▶ [TASKS FOR THIS EXERCISE]
(a) Transcribe the stretch of the abstract from "Study sample: A" through "by irrelevant stimuli.".
(b) Decide whether each statement below agrees with the abstract, answering yes or no and quoting the deciding words: (i) the participants had a mean age of 63 years; (ii) older adults showed shorter P2 latencies than younger adults; (iii) the study used four perceptually-equated gap durations.

▶ [EXERCISE TEXT]
Auditory evoked response to gaps in noise: older adults
- PMID: 21385014
- PMCID: PMC4788511
- DOI: 10.3109/14992027.2010.526967
Auditory evoked response to gaps in noise: older adults
Abstract
Objective: The objective of this study was to describe the auditory evoked response to silent gaps for a group of older adults using stimulus conditions identical to those used in psychophysical studies of gap detection.
Design: The P1-N1-P2 response to the onsets of stimuli (markers) defining a silent gap for within-channel (spectrally identical markers) and across-channel (spectrally different markers) conditions was examined using four perceptually-equated gap durations.
Study sample: A group of 24 older adults (mean age = 63 years) with normal hearing or minimal hearing loss participated.
Results: Older adults exhibited neural activation patterns that were qualitatively different and more frontally oriented than those observed in a previous study (Lister et al., 2007) of younger listeners. Older adults showed longer P2 latencies and larger P1 amplitudes than younger adults, suggesting relatively slower neural travel time and altered auditory inhibition/arousal by irrelevant stimuli.
Conclusion: Older adults appeared to recruit later-occurring T-complex-like generators for gap processing, compared to earlier-occurring T-complex-like generators by the younger group. Early and continued processing of channel cues with later processing of gap cues may represent the inefficiency of the aging auditory system and may contribute to poor speech understanding in noisy, real-world listening environments.

▶ [Dataset entries]

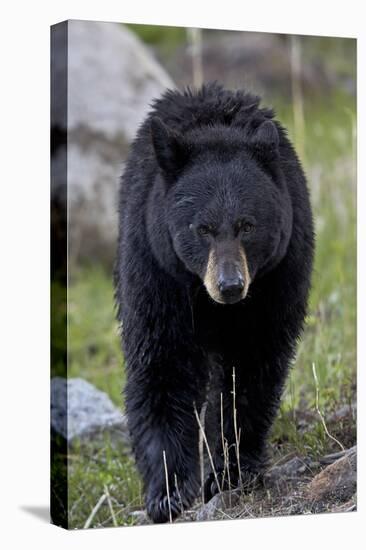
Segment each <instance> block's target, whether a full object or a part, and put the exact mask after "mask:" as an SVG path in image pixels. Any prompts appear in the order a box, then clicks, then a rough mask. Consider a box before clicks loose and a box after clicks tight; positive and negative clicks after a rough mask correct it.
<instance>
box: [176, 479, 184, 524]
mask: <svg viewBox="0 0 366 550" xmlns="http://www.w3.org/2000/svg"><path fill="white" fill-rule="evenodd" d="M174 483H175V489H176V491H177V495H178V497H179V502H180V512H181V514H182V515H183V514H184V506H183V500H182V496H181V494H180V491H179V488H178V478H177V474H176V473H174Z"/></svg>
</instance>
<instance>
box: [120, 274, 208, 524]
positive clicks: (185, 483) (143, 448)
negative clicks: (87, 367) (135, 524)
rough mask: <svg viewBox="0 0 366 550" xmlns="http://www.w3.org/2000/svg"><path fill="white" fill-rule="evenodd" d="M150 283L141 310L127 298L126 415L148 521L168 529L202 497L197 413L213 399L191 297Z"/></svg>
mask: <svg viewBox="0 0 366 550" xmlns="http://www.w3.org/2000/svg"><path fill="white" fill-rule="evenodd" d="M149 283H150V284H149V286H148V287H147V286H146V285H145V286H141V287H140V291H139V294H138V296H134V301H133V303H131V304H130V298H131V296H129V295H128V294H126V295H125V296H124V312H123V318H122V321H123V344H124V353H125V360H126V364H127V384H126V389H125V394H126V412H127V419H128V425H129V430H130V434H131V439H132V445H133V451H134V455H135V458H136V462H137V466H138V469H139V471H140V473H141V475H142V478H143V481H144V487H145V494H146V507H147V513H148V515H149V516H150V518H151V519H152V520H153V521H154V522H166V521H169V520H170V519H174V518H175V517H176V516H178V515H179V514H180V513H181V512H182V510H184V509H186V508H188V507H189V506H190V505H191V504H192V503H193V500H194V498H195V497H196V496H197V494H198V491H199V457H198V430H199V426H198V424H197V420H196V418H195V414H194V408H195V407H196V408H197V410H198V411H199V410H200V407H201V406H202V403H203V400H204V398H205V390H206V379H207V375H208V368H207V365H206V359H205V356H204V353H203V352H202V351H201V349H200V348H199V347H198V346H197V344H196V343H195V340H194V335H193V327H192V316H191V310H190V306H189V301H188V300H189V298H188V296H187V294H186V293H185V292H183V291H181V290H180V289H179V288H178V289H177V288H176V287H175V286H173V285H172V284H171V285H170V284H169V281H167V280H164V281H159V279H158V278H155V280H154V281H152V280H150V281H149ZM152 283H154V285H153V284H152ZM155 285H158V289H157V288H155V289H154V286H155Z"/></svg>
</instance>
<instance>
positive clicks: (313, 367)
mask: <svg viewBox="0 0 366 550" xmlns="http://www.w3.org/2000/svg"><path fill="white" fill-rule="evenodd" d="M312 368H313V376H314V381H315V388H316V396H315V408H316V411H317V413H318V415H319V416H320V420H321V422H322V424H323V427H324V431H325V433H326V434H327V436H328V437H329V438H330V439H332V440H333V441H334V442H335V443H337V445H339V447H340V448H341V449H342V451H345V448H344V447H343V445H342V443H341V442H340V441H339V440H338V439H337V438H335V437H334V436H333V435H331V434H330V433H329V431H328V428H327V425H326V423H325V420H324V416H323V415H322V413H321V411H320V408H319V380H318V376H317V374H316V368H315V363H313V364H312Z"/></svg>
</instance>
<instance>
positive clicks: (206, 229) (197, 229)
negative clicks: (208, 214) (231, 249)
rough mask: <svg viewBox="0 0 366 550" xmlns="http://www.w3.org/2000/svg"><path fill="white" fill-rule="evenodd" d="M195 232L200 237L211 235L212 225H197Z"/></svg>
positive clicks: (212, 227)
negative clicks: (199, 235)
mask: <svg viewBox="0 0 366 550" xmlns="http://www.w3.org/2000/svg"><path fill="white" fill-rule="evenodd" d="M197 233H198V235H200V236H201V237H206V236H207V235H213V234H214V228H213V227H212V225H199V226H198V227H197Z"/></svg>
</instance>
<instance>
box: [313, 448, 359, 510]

▶ [RESULTS FOR THE EXERCISE]
(a)
Study sample: A group of 24 older adults (mean age = 63 years) with normal hearing or minimal hearing loss participated.
Results: Older adults exhibited neural activation patterns that were qualitatively different and more frontally oriented than those observed in a previous study (Lister et al., 2007) of younger listeners. Older adults showed longer P2 latencies and larger P1 amplitudes than younger adults, suggesting relatively slower neural travel time and altered auditory inhibition/arousal by irrelevant stimuli.

(b)
(i) Yes: "mean age = 63 years"
(ii) No: "Older adults showed longer P2 latencies and larger P1 amplitudes than younger adults"
(iii) Yes: "using four perceptually-equated gap durations"